▸ What you should do
Copy everything from the line containing "of the blue" down to the end of the entries, putting "marker" in place of "keypoint" and changing nothing else.

▸ Records provided
========

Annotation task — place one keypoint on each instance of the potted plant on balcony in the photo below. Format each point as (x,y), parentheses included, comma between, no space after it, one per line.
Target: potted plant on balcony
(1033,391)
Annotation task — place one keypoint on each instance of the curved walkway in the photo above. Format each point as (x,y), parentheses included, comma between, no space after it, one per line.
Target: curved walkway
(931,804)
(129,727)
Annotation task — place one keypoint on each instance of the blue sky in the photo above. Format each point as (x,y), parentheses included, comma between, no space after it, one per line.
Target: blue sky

========

▸ Complete output
Annotation task — place one marker on each instance of the blue sky in the photo above. Format each point as (x,y), parentheses included, comma between, no space after it, one per line.
Target: blue sky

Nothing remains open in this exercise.